#### Directions for this task:
Every record below should be transcribed exactly. Omit the images.

(Records from a collection)

-*-

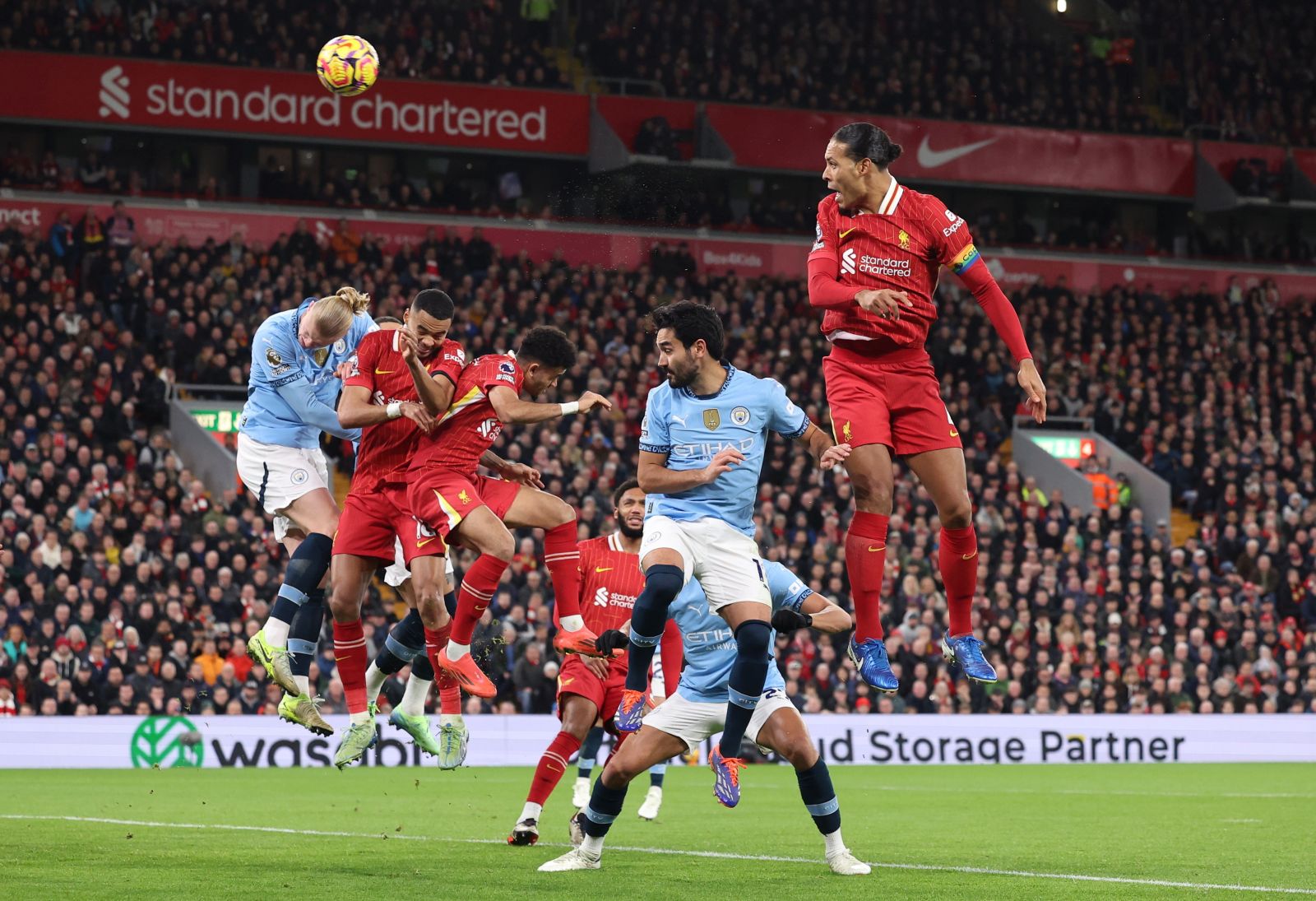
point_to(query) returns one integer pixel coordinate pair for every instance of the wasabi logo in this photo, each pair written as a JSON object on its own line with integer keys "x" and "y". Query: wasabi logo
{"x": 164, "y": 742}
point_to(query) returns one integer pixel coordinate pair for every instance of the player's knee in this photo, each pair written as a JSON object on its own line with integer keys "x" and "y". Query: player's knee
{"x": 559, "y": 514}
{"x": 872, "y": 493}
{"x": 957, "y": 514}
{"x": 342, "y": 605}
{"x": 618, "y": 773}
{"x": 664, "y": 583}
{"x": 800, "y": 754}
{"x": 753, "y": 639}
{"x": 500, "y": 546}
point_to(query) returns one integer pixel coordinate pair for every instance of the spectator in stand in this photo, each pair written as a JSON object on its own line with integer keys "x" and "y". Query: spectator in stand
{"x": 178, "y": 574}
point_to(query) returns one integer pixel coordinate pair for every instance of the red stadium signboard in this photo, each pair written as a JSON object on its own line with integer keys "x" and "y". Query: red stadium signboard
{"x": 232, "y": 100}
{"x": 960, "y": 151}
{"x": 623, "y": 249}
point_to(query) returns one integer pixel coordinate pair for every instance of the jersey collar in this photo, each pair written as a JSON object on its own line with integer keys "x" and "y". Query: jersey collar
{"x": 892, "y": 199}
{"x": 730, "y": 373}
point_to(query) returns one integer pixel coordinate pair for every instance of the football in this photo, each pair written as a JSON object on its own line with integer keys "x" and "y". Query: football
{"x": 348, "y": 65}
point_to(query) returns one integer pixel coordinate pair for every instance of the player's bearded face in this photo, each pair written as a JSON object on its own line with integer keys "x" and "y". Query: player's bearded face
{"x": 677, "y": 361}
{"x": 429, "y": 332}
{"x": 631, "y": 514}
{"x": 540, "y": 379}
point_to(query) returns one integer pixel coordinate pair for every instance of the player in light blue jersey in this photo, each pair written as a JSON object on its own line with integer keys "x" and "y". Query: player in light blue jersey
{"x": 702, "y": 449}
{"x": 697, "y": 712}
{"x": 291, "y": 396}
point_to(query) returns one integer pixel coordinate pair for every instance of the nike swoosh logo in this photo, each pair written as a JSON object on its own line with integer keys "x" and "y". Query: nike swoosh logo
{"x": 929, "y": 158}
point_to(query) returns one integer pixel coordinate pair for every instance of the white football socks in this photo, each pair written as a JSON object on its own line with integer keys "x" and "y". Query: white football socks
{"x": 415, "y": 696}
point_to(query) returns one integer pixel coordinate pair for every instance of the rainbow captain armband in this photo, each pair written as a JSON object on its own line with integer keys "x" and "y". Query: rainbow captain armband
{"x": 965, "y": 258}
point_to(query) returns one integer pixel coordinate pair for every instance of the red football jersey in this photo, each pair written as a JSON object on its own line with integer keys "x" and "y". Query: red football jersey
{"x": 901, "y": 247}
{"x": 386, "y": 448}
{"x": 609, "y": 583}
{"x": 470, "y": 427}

-*-

#### Answer section:
point_to(query) returns one integer pixel coordinate pair for every instance of the wasabi logo in this photo, each pair written as a JSON object on its own line with integer keys "x" and "y". Query: wasabi logo
{"x": 164, "y": 742}
point_to(query) returns one integer pixel coordinate pair for every instance of the player's knee in this photo, each pair written as a JSON object on its own line with integer keys "x" and "y". Query: player's knee
{"x": 559, "y": 514}
{"x": 872, "y": 493}
{"x": 957, "y": 514}
{"x": 342, "y": 605}
{"x": 618, "y": 773}
{"x": 664, "y": 583}
{"x": 800, "y": 754}
{"x": 753, "y": 639}
{"x": 500, "y": 546}
point_to(query) returns one integer pixel coordinate pair for every instance of the spectator in stand in this photo, each pair written as a JSON object on its own line with integer keys "x" and "y". Query: spectator in stand
{"x": 178, "y": 574}
point_to(query) returns one integer pixel coordinate pair for every instance of the red stadium signboard in this photo, each pair written as a JSON object on its own line with integer keys "x" and "y". Query: red stadium signboard
{"x": 232, "y": 100}
{"x": 960, "y": 151}
{"x": 623, "y": 249}
point_to(query) returns one integer pixel coordinate pair for every instance of the jersey collar in this photo, each pair written as a JSON object on its own line with integer keys "x" and "y". Query: jersey collar
{"x": 892, "y": 199}
{"x": 730, "y": 373}
point_to(query) returns one integer pixel coordinate pair for every instance of the football in this photo, each pair written as a JSON object on its own line with integer keys "x" and "y". Query: football
{"x": 348, "y": 65}
point_to(query) returns one integer pixel coordinate pair for every instance of the player's bearded face in this photo, each pair written as a JSON object on its own line with integer keys "x" and "y". Query: player's bearded face
{"x": 677, "y": 361}
{"x": 429, "y": 332}
{"x": 631, "y": 514}
{"x": 540, "y": 379}
point_to(query) returns one integer pixel coordinate pair for every instance of the player in light blue jersey in this photo, each pair written as a JSON object on its own line with integer keys "x" and "y". Query: player in light blue jersey
{"x": 702, "y": 449}
{"x": 697, "y": 712}
{"x": 291, "y": 396}
point_to(query) returns one integer pixel coordinate pair for every instance of the nike swoosh logo in this photo, each pair written as a JSON object on its own line with integer keys "x" and "y". Query: nike swoosh logo
{"x": 929, "y": 158}
point_to(query) returns one integer pixel coordinate pair for every instance of the white football socks in this photo, each pair written as a JSON object on its own line with integer keys "x" and "y". Query: white football socks
{"x": 415, "y": 696}
point_to(query) returns one integer pixel coordinate pair for every instance of the rainbow captain armband in this photo, each pair written as a JSON object on its own line with integer keys "x" and "y". Query: rainbow captain armband
{"x": 965, "y": 258}
point_to(query) returns one integer pixel coordinate pair for every instance of the red football jersey in this photo, each pair written as a JSON object on its own line with integer keys "x" and "y". Query: red football jersey
{"x": 901, "y": 247}
{"x": 386, "y": 448}
{"x": 609, "y": 583}
{"x": 470, "y": 427}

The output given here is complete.